Recorded data
□ □ □ □ □ □ □
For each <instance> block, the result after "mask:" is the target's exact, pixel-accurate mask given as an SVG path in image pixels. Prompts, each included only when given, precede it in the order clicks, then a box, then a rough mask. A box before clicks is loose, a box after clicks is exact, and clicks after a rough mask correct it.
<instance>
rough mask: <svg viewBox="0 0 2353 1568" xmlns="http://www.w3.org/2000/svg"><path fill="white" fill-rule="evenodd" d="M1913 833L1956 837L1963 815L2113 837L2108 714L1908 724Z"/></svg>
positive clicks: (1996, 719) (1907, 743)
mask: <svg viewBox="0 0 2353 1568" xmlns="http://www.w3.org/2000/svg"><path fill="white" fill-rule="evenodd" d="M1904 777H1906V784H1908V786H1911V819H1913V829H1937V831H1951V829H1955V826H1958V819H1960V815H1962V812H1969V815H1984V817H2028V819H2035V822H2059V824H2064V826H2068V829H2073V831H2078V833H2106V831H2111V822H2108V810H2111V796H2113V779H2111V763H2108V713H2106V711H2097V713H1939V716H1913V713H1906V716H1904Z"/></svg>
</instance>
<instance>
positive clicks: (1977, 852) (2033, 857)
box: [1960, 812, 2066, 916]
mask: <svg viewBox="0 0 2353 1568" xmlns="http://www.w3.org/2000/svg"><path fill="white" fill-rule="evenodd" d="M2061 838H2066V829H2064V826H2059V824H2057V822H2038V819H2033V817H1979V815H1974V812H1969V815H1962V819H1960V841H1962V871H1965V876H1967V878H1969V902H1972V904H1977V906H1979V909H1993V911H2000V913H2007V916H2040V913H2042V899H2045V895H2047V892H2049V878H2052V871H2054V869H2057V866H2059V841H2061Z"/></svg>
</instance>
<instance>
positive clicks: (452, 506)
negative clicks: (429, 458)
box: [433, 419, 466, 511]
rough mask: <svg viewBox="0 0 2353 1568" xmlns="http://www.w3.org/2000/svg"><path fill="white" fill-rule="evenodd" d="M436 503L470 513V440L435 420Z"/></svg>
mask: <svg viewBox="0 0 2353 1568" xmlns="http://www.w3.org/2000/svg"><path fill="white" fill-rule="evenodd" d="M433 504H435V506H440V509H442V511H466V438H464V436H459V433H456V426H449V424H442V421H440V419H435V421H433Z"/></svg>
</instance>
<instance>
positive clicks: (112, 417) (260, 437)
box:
□ □ □ □ □ □ □
*Exercise*: Copy, word for word, the line that contains "positive clicks: (452, 506)" and every line after it through the end of the records, and nothing else.

*Answer section*:
positive clicks: (452, 506)
negative clicks: (429, 458)
box: [433, 419, 466, 511]
rough mask: <svg viewBox="0 0 2353 1568" xmlns="http://www.w3.org/2000/svg"><path fill="white" fill-rule="evenodd" d="M436 503L470 513V440L435 420Z"/></svg>
mask: <svg viewBox="0 0 2353 1568" xmlns="http://www.w3.org/2000/svg"><path fill="white" fill-rule="evenodd" d="M433 504H435V506H440V509H442V511H466V438H464V436H459V433H456V426H449V424H442V421H440V419H435V421H433Z"/></svg>
</instance>
<instance>
positive clicks: (112, 417) (260, 437)
box:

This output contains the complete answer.